- PASSAGE GIVEN:
•••

The Keeper of Lost Causes (Danish: Kvinden i buret), also known as Department Q: The Keeper of Lost Causes, is a 2013 Danish film directed by Mikkel Nørgaard. The movie is based on the novel by Jussi Adler-Olsen. It is the first film in the Department Q film series, followed by  The Absent One (2014) and A Conspiracy of Faith (2016).

Synopsis
Carl Mørck is demoted to Department Q, the cold case unit, after a raid he instigated goes wrong. One case, a suspected suicide, piques his interest. His investigations suggest that the victim, a rising politician named Merete Lynnggard, was actually kidnapped. Mørck ruffles feathers and is told to halt the investigation, but he and his assistant Assad persist.

As the duo investigate the case further, they get into trouble with Swedish police and are suspended, but they still continue to persevere in their investigation. Lynnggard is revealed to be imprisoned in a pressure chamber by a vengeful chef named Larsa.

Carl and Assad locate the pressure chamber and rescue Lynnggard as she is about to die, and they arrest Larsa. Because of their action and the prominence of the case, the police chief reinstates the duo as detectives.

•••

- EXTRACTED ENTRIES:
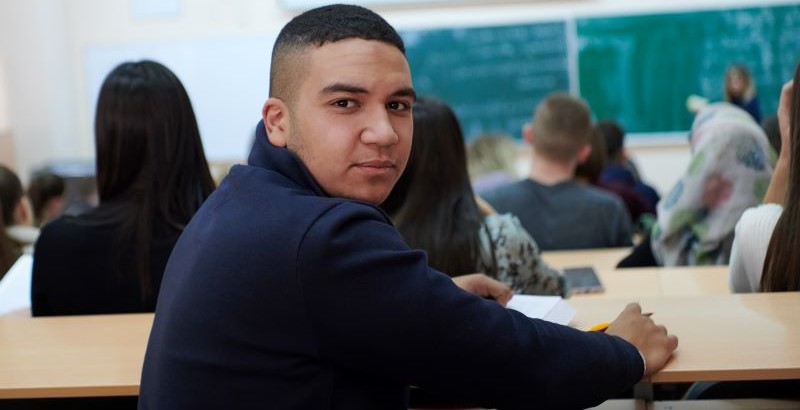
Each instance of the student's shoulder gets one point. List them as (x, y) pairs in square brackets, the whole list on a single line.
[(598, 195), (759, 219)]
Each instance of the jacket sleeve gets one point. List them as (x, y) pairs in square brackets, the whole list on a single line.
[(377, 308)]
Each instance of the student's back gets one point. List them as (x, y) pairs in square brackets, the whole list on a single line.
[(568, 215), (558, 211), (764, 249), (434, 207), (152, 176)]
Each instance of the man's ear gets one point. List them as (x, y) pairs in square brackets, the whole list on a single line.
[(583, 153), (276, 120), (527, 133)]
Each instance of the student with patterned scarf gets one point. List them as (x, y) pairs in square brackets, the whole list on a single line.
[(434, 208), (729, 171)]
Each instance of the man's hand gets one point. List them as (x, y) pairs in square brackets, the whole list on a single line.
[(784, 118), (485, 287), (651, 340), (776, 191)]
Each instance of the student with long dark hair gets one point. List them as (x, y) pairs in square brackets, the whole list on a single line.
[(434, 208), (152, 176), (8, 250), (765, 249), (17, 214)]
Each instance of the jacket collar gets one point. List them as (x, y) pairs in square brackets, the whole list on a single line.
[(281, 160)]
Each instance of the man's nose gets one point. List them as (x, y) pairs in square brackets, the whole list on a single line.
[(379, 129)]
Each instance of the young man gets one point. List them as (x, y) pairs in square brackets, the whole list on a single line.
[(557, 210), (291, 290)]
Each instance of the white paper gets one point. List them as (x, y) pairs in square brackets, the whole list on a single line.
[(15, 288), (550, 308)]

•••

- WHAT YOU WILL DO:
1 – Retype the film summary, starting with "As the duo investigate" and going on through "duo as detectives.".
2 – Does the film summary agree with each statement? Answer yes or no and quote the deciding words. (a) The film was directed by Mikkel Nørgaard. (b) Carl Mørck is moved to Department Q after a successful raid. (c) Lynnggard is held in a pressure chamber by a chef named Larsa.
The entries are separate material and are not part of the film summary.

- RESULTS OF THE TASKS:
1 –
As the duo investigate the case further, they get into trouble with Swedish police and are suspended, but they still continue to persevere in their investigation. Lynnggard is revealed to be imprisoned in a pressure chamber by a vengeful chef named Larsa.

Carl and Assad locate the pressure chamber and rescue Lynnggard as she is about to die, and they arrest Larsa. Because of their action and the prominence of the case, the police chief reinstates the duo as detectives.

2 –
(a) Yes: "a 2013 Danish film directed by Mikkel Nørgaard"
(b) No: "Carl Mørck is demoted to Department Q, the cold case unit, after a raid he instigated goes wrong"
(c) Yes: "Lynnggard is revealed to be imprisoned in a pressure chamber by a vengeful chef named Larsa"